[Information shown start]
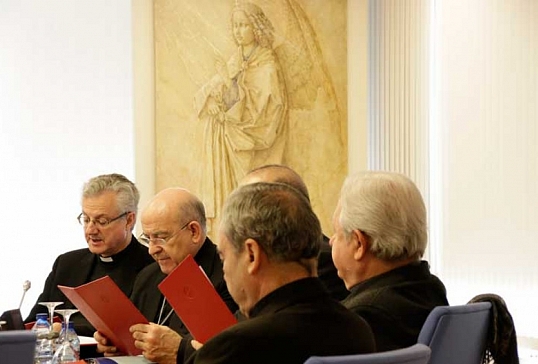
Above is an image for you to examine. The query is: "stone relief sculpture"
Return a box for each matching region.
[195,3,288,222]
[154,0,347,233]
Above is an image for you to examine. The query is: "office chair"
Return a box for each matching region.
[0,330,36,364]
[418,302,491,364]
[304,344,430,364]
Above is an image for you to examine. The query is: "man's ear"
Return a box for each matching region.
[185,220,203,244]
[351,230,370,261]
[127,212,136,230]
[245,238,265,274]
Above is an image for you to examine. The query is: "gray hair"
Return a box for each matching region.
[338,171,428,261]
[220,182,322,263]
[82,173,140,213]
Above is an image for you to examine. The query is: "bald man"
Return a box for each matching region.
[240,164,349,301]
[94,188,237,364]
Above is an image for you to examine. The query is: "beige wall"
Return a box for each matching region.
[132,0,367,232]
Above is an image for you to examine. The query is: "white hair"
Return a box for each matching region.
[338,171,428,261]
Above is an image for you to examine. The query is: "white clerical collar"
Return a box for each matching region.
[99,256,114,263]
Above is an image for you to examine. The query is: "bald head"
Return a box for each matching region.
[141,188,206,274]
[141,187,206,232]
[240,164,310,201]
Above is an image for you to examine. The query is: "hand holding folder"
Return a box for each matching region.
[58,276,148,355]
[159,255,237,343]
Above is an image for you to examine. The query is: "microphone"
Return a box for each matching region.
[19,280,32,310]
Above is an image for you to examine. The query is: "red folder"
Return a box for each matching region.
[58,276,148,355]
[159,255,237,343]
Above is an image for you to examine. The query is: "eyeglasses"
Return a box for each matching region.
[77,211,131,228]
[138,221,192,246]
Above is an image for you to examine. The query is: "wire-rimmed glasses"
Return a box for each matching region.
[138,220,192,246]
[77,211,131,228]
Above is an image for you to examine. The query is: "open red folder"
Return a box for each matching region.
[159,255,237,343]
[58,276,148,355]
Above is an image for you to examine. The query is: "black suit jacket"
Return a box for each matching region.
[178,278,375,364]
[25,236,154,336]
[342,261,448,351]
[318,235,349,301]
[131,238,237,336]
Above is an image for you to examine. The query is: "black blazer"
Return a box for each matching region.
[181,278,375,364]
[131,238,237,336]
[24,236,154,336]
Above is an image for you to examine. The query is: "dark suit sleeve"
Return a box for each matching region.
[24,257,60,323]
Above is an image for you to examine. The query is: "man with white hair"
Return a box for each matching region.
[330,171,448,351]
[182,182,375,364]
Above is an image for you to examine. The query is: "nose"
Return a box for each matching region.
[84,220,99,234]
[148,241,163,255]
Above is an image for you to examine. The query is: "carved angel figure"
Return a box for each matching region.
[195,3,288,222]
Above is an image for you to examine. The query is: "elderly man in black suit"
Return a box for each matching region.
[178,183,375,364]
[25,173,153,336]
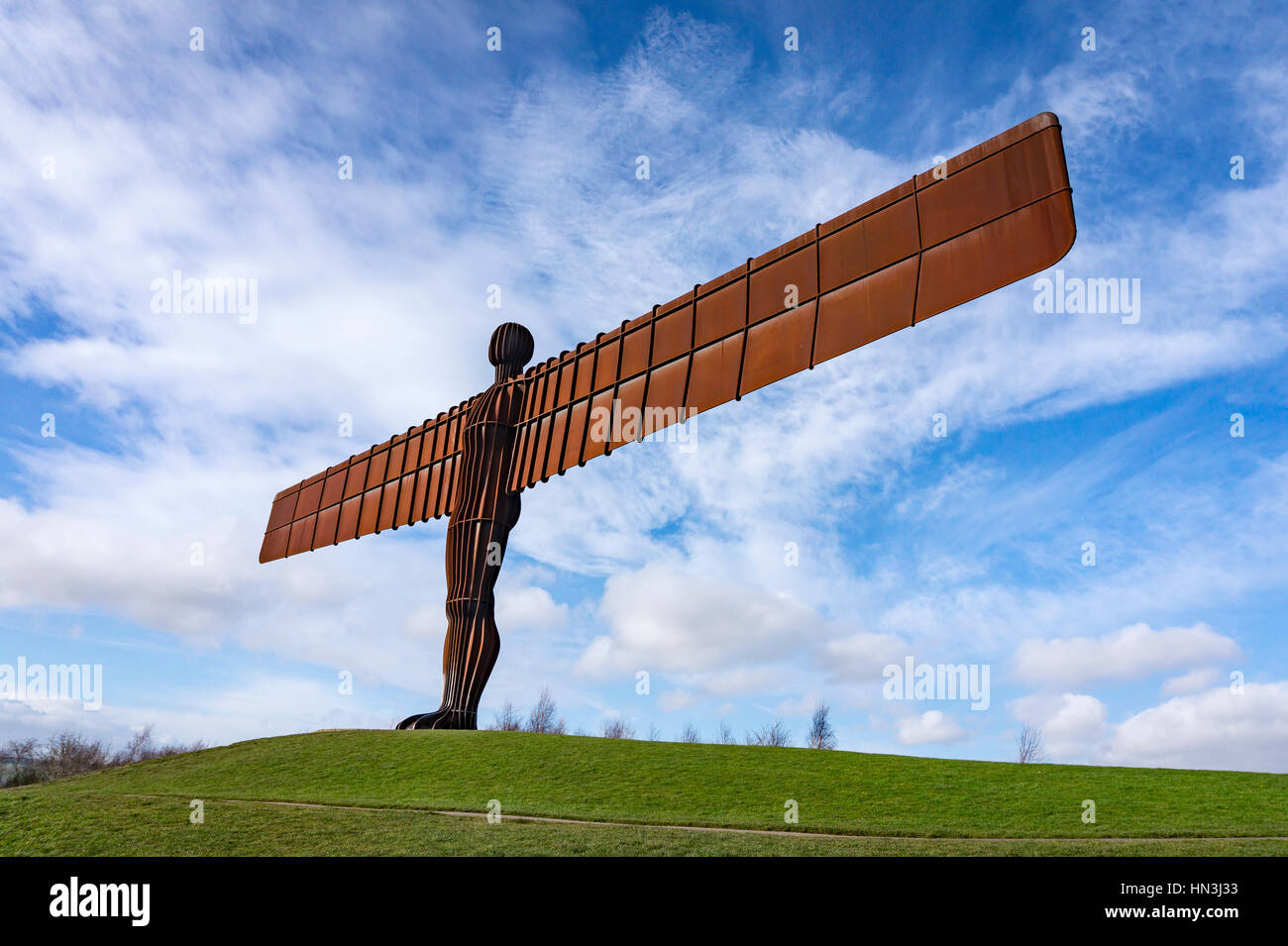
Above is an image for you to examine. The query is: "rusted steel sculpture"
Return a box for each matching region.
[259,112,1076,728]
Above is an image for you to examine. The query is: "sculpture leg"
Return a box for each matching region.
[398,506,518,730]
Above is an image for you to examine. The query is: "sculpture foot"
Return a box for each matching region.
[412,709,478,730]
[394,709,478,730]
[394,709,446,730]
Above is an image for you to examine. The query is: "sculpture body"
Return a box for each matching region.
[259,112,1077,728]
[398,322,532,730]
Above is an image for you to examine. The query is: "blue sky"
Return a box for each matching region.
[0,3,1288,771]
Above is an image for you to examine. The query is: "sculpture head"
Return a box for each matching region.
[486,322,532,381]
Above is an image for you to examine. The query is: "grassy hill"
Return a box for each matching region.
[0,730,1288,855]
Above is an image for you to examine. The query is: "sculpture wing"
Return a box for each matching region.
[259,401,482,563]
[510,112,1076,489]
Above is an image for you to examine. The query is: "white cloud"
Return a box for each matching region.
[576,563,818,692]
[898,709,967,745]
[1008,693,1109,762]
[1162,667,1221,696]
[1098,681,1288,773]
[1015,623,1239,686]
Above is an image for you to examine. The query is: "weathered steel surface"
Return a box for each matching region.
[259,112,1076,728]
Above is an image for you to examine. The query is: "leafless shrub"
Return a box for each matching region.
[488,700,523,732]
[528,686,568,735]
[36,730,111,782]
[0,726,206,787]
[747,719,793,745]
[0,739,40,787]
[1015,723,1046,763]
[806,702,836,749]
[600,715,635,739]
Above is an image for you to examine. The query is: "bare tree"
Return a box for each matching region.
[806,701,836,749]
[600,715,635,739]
[0,726,206,786]
[1015,723,1046,763]
[528,686,567,732]
[36,730,111,780]
[0,739,39,787]
[492,700,523,732]
[747,719,793,745]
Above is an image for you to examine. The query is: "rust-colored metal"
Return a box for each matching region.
[261,112,1076,728]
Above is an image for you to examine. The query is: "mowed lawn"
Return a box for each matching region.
[0,730,1288,856]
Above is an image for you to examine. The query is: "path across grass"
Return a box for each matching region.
[0,731,1288,856]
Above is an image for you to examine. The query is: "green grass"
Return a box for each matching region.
[0,731,1288,855]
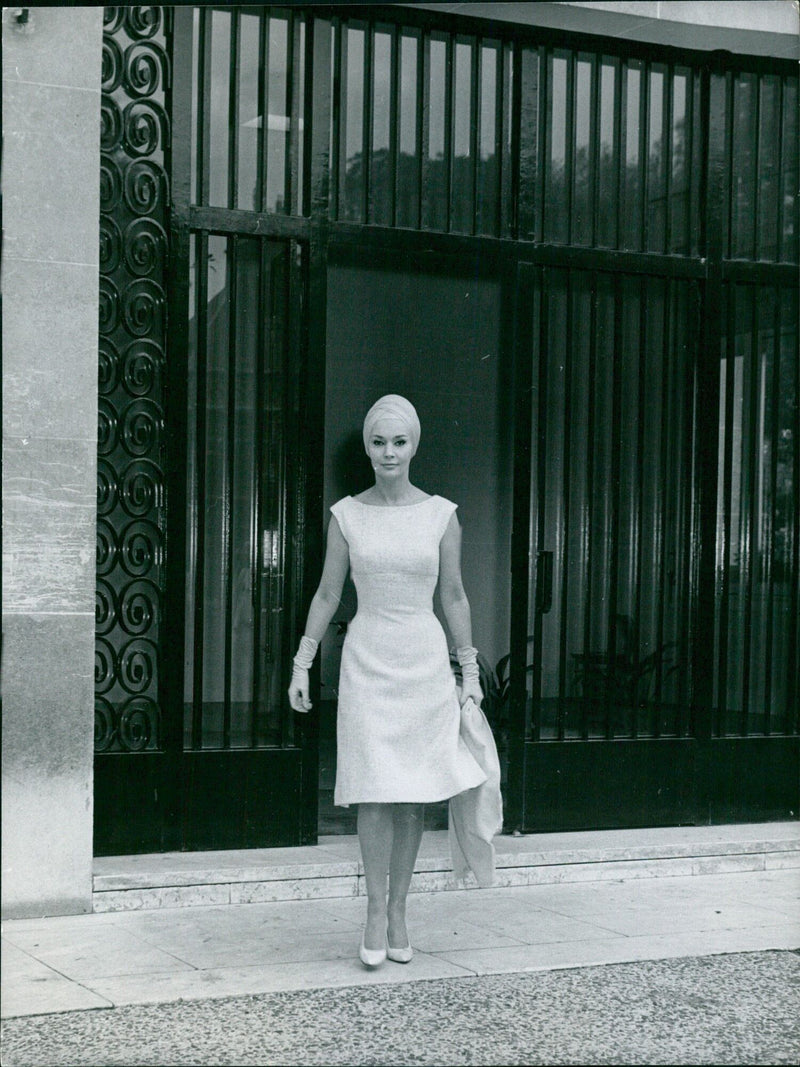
[Information shown end]
# Your instructions
Add 60 to every bounding-box coordinate in the records from their start through the line containing "[82,173,140,213]", and give back every line of that part, with all other text unchanged. Leave the pictures out.

# Reply to the task
Above is an image for you to examine. The query is: "stone relief sculpture"
Return a box for each matching region.
[255,63,348,282]
[214,60,407,293]
Above is an image for you to examine. The query is: "office chair"
Return a box for each matching region.
[60,390,96,424]
[478,362,551,424]
[364,404,490,424]
Above is an image for you to examine. The query is: "man's ear"
Return a box for each matching region.
[245,280,263,304]
[411,290,430,321]
[187,272,196,290]
[305,298,325,334]
Above is an image for you to examine. The query is: "gray hair"
Return a box for each matching region.
[398,231,488,321]
[280,242,382,323]
[142,233,200,273]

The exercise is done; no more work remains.